--- MATERIALS PROVIDED ---

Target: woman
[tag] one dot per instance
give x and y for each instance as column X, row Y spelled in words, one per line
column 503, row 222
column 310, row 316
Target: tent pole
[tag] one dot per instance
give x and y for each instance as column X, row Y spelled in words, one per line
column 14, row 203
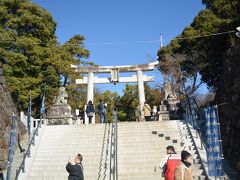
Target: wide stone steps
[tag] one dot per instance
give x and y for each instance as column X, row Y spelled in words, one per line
column 141, row 146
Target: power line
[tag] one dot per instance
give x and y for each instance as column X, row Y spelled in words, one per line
column 130, row 42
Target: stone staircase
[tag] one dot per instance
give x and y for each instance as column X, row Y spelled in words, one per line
column 59, row 143
column 141, row 146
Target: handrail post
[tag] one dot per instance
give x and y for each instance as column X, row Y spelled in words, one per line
column 113, row 149
column 23, row 165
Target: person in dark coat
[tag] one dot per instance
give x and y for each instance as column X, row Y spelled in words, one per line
column 75, row 171
column 102, row 112
column 90, row 110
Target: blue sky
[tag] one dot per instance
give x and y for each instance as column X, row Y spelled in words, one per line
column 114, row 30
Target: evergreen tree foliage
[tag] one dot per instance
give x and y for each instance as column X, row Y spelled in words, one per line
column 219, row 16
column 31, row 54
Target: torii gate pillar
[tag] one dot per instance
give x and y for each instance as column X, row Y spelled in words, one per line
column 90, row 92
column 141, row 93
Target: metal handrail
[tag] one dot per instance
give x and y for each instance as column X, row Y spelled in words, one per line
column 113, row 148
column 28, row 152
column 191, row 136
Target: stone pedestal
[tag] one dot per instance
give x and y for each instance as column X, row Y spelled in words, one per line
column 163, row 113
column 60, row 112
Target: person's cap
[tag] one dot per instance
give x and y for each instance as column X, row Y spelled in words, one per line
column 185, row 155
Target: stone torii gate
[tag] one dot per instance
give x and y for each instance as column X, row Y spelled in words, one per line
column 115, row 71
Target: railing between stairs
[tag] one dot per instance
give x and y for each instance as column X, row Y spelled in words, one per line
column 28, row 151
column 113, row 174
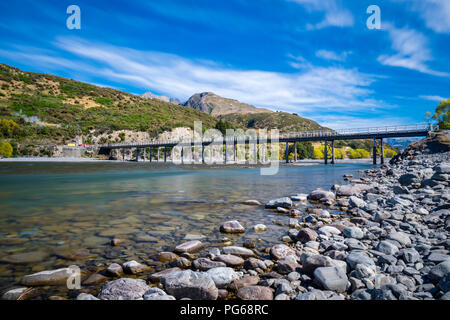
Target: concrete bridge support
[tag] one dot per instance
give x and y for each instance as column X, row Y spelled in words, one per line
column 374, row 151
column 332, row 153
column 287, row 152
column 295, row 151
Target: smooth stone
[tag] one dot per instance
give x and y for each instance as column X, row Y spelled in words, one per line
column 124, row 289
column 244, row 282
column 134, row 267
column 331, row 278
column 306, row 234
column 47, row 278
column 230, row 260
column 86, row 296
column 255, row 293
column 280, row 251
column 238, row 251
column 232, row 226
column 190, row 246
column 252, row 202
column 114, row 269
column 156, row 277
column 281, row 202
column 205, row 264
column 400, row 237
column 353, row 232
column 95, row 278
column 259, row 228
column 222, row 276
column 190, row 284
column 167, row 256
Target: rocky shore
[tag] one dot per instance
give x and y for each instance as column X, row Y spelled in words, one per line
column 383, row 236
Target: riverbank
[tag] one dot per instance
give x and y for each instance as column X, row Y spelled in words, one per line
column 385, row 236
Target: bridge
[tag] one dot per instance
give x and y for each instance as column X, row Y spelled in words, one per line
column 328, row 136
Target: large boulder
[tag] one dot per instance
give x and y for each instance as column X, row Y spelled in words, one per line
column 190, row 246
column 331, row 278
column 124, row 289
column 306, row 235
column 281, row 202
column 321, row 195
column 238, row 251
column 47, row 278
column 232, row 226
column 279, row 251
column 190, row 284
column 222, row 276
column 255, row 293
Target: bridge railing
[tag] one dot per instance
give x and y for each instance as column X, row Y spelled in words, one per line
column 303, row 134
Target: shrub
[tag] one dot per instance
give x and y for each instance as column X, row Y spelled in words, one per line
column 8, row 128
column 6, row 149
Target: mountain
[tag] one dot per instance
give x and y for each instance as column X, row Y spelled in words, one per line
column 283, row 121
column 401, row 143
column 51, row 109
column 151, row 95
column 215, row 105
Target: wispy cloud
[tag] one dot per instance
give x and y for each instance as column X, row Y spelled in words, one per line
column 331, row 55
column 313, row 90
column 435, row 13
column 335, row 14
column 411, row 49
column 432, row 98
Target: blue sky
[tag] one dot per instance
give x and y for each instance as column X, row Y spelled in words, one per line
column 315, row 58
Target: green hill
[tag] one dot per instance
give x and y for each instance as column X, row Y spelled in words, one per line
column 50, row 109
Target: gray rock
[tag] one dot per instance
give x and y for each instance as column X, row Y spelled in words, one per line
column 281, row 202
column 190, row 284
column 255, row 293
column 238, row 251
column 331, row 278
column 353, row 232
column 124, row 289
column 387, row 247
column 222, row 276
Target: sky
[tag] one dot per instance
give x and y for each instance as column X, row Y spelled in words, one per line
column 315, row 58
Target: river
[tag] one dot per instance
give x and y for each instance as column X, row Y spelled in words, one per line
column 59, row 214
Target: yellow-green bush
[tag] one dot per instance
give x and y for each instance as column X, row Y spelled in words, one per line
column 5, row 149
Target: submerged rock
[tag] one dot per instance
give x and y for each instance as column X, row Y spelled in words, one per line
column 190, row 284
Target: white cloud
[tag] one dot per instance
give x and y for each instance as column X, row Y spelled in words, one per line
column 335, row 14
column 432, row 98
column 412, row 51
column 435, row 13
column 331, row 55
column 313, row 90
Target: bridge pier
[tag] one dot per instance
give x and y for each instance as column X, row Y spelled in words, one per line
column 381, row 151
column 295, row 151
column 374, row 151
column 203, row 153
column 332, row 153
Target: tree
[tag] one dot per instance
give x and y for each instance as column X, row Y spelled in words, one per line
column 317, row 153
column 441, row 114
column 6, row 149
column 8, row 128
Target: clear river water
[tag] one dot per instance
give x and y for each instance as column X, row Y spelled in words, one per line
column 58, row 214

---

▶ WRITTEN EXERCISE
Reproduce the items word for word, starting at the line containing "Target: white cloud" and ending with the last line of the items.

▶ OUTPUT OF THE TASK
Target: white cloud
[tag] one dot per instance
give x and y for each instance as column X, row Y spelled in words, one per line
column 335, row 14
column 432, row 98
column 412, row 51
column 435, row 13
column 331, row 55
column 313, row 90
Target: bridge pier
[tag] one dot per instance
give x and y for each instance as column X, row Y spelled in words, one per line
column 381, row 151
column 295, row 151
column 374, row 151
column 203, row 153
column 332, row 153
Target: tree
[tag] one dot per instance
give x and y for each instance as column X, row Y spelled in words, one per line
column 317, row 153
column 441, row 114
column 6, row 149
column 8, row 128
Target: clear river water
[tag] one dot per instance
give x and y for each instance as column X, row Y spelled in words, one per line
column 58, row 214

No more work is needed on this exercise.